_CONSEGNA:_
Estrai parola per parola dal testo su Trieste il passo che si apre con le parole contenenti "Tale accordo venne" e si chiude con "Libero di Trieste.".

_PAGINA:_
-=-=-

Le contraddizioni tra il de-iure e il de-facto furono palesi. Già il 27 ottobre 1954 nella Gazzetta Ufficiale della Repubblica Italiana decretava infatti il Presidente Einaudi: “Il Prefetto dott. Giovanni Palamara è nominato Commissario generale del Governo, alla diretta dipendenza del Presidente del Consiglio dei Ministri, per il territorio di Trieste posto sotto la responsabilità del Governo Italiano”. 

Il Commissario del Governo doveva insediarsi, de-iure, come un funzionario dello Stato italiano con il dovere legale, almeno sulla carta, di vigilare sul rispetto dello status giuridico del TLT e quello di estendere di volta in volta, con un apposito procedimento, la validità delle leggi italiane sul territorio.

Ulteriore conferma la si ritrova nel decreto del Commissario di Governo dott. Palmara del 29 ottobre:  “Nel Territorio di Trieste posto sotto la responsabilità del Governo Italiano continuano ad avere efficacia le leggi, i regolamenti e gli ordini vigenti nel Territorio stesso, salvo eventuali, successive abrogazioni o modifiche.”

Dopo alcuni decreti pro forma questo dovere del Commissario di Governo (quello di estendere formalmente la validità di ogni nuova legge italiana sul territorio triestino) venne però ben presto meno. La speranza italo-atlantica era, facendo finta di nulla e iniziando a trattare Trieste come una normale provincia d’Italia, quella di far finire definitivamente nel dimenticatoio la “Questione triestina”. 

Sul finire degli anni Sessanta, con il consolidamento della Jugoslavia come Stato c.d. non allineato e il suo avvicinamento sempre più marcato verso Occidente, si presentarono i presupposti che portarono al Trattato di Osimo, ovvero un accordo bilaterale tra Italia e Jugoslavia finalizzato alla “spartizione” delle zone rispettivamente amministrate (A l’Italia e B la Jugoslavia). 

Questa fallace operazione fu fin dal principio illecita, essendo i governi jugoslavo e italiano semplici amministratori delle due zone, appartenenti queste ad un’area extraterritoriale ed internazionale che sarebbe dovuta costituirsi come Stato indipendente. Mancando della sovranità sul TLT gli esecutivi di Roma e Belgrado finirono, stando almeno al diritto internazionale, per inscenare una spartizione di un bene non proprio. 

Tale accordo venne fatto in gran segreto, volendo mettere la comunità internazionale  – e soprattutto i cittadini – dinanzi al fatto compiuto. Alla ratifica del trattato le parti camuffarono il tutto aggiungendo una nota (nella versione ufficiale redatta bilingue in inglese e francese) che esplicava come tale trattato dovesse  esentato, anche in presenza di errori e/o tesi in conflitto con altri trattati, da una valutazione del Consiglio di amministrazione dell’ONU. Con questo escamotage giuridico venne coperta una vera e propria simulazione di sovranità italo-jugoslava sul Territorio Libero di Trieste.

Elemento di Multipolarità

Trieste ha sempre giocato un ruolo di enorme importanza strategica grazie alla sua posizione di sbocco sul mare, fondamentale per il ricco mercato Mitteleuropeo.

-=-=-

_RIGHE FORNITE:_
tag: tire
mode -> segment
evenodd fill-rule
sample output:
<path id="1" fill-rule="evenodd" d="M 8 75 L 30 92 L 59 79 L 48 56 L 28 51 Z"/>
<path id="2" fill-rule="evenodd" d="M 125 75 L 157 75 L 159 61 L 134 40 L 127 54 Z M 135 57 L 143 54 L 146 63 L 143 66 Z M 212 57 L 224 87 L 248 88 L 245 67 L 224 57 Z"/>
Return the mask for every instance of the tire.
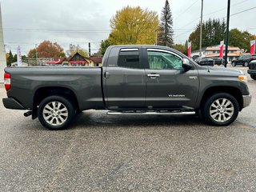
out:
<path id="1" fill-rule="evenodd" d="M 250 74 L 250 78 L 254 80 L 256 80 L 256 74 Z"/>
<path id="2" fill-rule="evenodd" d="M 245 64 L 243 65 L 244 66 L 248 66 L 248 62 L 246 62 Z"/>
<path id="3" fill-rule="evenodd" d="M 72 103 L 61 96 L 50 96 L 43 99 L 38 106 L 38 119 L 49 130 L 64 130 L 72 122 L 75 110 Z"/>
<path id="4" fill-rule="evenodd" d="M 210 96 L 202 107 L 202 117 L 207 123 L 214 126 L 228 126 L 238 117 L 239 106 L 231 94 L 218 93 Z"/>

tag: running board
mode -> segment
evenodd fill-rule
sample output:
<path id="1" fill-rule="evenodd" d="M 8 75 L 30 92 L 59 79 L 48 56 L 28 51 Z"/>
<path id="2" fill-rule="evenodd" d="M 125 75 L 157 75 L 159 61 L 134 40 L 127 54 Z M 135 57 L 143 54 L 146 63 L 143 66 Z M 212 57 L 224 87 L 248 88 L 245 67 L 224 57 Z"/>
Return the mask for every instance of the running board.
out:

-=-=-

_RISPOSTA:_
Tale accordo venne fatto in gran segreto, volendo mettere la comunità internazionale  – e soprattutto i cittadini – dinanzi al fatto compiuto. Alla ratifica del trattato le parti camuffarono il tutto aggiungendo una nota (nella versione ufficiale redatta bilingue in inglese e francese) che esplicava come tale trattato dovesse  esentato, anche in presenza di errori e/o tesi in conflitto con altri trattati, da una valutazione del Consiglio di amministrazione dell’ONU. Con questo escamotage giuridico venne coperta una vera e propria simulazione di sovranità italo-jugoslava sul Territorio Libero di Trieste.